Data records

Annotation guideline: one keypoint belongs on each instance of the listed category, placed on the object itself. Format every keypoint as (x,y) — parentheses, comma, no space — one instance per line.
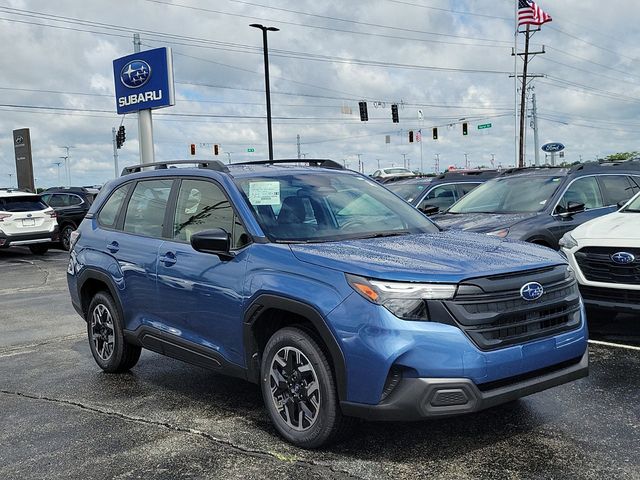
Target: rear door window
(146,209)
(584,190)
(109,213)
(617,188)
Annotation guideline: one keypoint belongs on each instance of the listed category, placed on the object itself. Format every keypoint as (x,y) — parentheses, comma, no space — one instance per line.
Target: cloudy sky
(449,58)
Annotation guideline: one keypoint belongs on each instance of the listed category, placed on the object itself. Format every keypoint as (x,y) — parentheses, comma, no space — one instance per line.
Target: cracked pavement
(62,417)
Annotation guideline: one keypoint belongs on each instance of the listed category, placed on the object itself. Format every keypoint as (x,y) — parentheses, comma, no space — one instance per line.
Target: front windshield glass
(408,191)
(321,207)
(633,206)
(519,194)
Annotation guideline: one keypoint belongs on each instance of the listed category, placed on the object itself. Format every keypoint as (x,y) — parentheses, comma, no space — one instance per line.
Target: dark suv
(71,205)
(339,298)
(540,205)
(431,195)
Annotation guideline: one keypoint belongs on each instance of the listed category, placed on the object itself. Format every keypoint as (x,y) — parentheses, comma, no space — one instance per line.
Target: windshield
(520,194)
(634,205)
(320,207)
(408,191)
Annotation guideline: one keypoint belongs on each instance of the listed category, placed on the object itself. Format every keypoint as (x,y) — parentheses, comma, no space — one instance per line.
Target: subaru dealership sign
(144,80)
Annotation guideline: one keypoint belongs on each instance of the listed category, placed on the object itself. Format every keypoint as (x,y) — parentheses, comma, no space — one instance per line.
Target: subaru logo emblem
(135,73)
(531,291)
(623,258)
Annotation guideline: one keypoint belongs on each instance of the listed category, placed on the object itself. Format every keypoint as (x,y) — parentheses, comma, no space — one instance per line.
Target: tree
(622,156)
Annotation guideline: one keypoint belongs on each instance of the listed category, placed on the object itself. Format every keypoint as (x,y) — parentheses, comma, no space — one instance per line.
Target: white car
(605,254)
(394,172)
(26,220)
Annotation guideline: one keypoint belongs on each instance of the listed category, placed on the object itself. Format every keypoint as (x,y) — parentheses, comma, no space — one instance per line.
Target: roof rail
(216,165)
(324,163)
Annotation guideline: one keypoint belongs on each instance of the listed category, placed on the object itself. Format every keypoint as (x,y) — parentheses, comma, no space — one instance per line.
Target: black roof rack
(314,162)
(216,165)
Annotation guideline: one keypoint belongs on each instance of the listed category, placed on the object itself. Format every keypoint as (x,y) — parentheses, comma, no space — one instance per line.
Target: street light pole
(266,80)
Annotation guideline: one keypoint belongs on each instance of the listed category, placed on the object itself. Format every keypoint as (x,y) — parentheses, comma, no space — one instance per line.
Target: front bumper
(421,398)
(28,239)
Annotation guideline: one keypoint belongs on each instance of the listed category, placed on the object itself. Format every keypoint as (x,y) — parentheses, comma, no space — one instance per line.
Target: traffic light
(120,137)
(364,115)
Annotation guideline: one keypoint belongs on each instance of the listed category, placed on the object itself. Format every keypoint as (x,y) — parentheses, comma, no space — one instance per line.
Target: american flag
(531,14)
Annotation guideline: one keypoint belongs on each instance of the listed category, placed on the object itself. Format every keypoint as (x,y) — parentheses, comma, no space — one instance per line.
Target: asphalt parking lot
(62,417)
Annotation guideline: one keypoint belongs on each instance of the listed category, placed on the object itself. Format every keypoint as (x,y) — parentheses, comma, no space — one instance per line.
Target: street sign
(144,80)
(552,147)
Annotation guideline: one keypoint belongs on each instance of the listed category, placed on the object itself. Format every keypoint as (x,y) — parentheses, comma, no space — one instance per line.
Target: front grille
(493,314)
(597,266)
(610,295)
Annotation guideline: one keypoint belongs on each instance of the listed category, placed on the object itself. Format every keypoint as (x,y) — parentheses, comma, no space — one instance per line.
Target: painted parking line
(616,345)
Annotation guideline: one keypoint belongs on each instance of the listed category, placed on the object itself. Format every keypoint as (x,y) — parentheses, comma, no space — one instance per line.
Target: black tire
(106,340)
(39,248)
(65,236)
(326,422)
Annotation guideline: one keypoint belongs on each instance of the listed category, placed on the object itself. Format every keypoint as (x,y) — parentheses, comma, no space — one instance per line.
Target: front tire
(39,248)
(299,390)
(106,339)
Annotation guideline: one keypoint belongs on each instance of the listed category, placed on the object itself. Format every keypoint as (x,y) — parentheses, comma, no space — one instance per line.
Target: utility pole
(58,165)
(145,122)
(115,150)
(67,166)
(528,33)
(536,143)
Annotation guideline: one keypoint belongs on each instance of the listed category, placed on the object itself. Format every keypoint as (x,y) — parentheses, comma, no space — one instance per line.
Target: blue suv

> Problem to solve
Identify each line in the data above that contains the string "tire", and copy those lines. Matches are case-sensitive.

> Exercise response
Target: black tire
Target: front tire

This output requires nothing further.